__Rows__:
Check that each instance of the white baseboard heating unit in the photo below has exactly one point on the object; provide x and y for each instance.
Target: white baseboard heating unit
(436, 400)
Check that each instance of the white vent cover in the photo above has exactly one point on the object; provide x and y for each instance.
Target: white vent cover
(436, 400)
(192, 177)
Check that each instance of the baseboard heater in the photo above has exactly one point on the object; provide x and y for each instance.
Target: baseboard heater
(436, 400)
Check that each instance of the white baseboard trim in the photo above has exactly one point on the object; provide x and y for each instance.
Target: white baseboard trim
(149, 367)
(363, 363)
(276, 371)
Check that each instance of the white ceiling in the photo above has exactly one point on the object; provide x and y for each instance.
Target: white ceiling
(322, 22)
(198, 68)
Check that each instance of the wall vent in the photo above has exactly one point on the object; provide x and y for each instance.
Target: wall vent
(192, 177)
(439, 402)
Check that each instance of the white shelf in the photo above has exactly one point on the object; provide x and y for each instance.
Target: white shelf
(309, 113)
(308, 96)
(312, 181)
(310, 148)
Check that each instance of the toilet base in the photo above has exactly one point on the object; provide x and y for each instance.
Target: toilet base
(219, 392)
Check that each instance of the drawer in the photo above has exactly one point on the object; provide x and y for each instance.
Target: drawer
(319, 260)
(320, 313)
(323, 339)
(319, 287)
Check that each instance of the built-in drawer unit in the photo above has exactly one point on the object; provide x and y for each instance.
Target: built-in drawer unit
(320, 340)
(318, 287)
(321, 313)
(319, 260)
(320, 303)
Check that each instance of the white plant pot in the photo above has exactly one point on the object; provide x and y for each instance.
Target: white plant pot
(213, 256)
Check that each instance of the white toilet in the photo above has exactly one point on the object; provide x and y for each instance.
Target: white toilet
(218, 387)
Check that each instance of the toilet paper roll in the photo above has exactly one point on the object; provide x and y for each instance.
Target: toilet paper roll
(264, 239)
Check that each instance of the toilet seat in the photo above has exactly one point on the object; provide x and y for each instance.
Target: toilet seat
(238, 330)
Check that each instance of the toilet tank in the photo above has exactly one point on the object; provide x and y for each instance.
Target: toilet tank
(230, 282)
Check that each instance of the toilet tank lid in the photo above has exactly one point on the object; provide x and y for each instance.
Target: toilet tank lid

__Problem to work on__: Take the line that contains "Check that each instance of the white plant" and every line after it through the end of the listing above, and repeat them exactly.

__Written reply__:
Check that each instance of the white plant pot in the photo above has exactly one point on the object; provide x and y for each instance.
Target: white plant pot
(213, 256)
Check that each instance of the white toilet in the photo above has exactly one point on the object; provide x and y for each instance.
Target: white toilet
(218, 387)
Check that each instance of the toilet paper roll in the photo above has exactly one point on the object; provide x and y for each instance.
Target: toilet paper roll
(264, 239)
Check that each instance of the toilet seat in the photo above has exactly one point on the object; provide x and y for each instance.
Target: toilet seat
(238, 330)
Check that each instance of the toilet tank in the photo above has exactly one point on the object; provide x and y for each instance.
Target: toilet tank
(230, 282)
Check that each instance of the toilet tank lid in the photo above has exactly one point on the object; provide x and y for each instance.
Target: toilet tank lid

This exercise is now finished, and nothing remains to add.